-- Start of DATASET --

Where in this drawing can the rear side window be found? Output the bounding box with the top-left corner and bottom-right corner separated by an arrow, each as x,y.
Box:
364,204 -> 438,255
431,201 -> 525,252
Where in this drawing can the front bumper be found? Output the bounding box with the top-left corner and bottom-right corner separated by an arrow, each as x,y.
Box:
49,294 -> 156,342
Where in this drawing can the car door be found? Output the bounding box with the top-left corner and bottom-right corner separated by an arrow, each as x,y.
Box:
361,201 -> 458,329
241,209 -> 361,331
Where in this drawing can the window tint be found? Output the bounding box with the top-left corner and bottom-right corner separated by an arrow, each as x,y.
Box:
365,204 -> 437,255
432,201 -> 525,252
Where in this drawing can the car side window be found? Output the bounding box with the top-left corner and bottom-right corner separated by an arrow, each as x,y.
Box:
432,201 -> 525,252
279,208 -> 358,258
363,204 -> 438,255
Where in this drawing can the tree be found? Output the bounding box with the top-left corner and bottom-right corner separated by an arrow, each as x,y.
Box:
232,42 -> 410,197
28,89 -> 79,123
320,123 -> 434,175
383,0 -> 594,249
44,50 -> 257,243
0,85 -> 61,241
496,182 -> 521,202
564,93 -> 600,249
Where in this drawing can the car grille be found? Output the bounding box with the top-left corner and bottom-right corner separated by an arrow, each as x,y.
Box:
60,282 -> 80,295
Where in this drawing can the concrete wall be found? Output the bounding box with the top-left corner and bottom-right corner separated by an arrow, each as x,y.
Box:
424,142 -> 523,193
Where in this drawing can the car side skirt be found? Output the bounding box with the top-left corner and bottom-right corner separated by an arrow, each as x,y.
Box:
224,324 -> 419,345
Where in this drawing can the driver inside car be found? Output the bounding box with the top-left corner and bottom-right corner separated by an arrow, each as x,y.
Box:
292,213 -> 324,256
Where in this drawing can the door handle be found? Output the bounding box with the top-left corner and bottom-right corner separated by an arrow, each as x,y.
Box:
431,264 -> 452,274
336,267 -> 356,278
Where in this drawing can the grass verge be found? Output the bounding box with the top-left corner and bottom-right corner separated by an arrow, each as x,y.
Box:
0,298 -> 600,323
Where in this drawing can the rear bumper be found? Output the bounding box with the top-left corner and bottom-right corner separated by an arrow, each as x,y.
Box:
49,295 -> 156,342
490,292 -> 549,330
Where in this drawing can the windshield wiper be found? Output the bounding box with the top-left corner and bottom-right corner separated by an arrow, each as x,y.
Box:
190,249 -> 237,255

-- End of DATASET --

• INSTRUCTIONS FOR THE TASK:
Can you copy, word for word, the lines that begin with the one containing "Where in this drawing can the car side skirt" and end with the one containing "224,324 -> 419,345", keeping both of those lines?

• EXERCISE RESPONSE:
Where in this drawing can the car side skirt be found? Output the bounding box with the top-left corner and bottom-right corner separated by an arrow, each as x,y.
Box:
224,324 -> 419,345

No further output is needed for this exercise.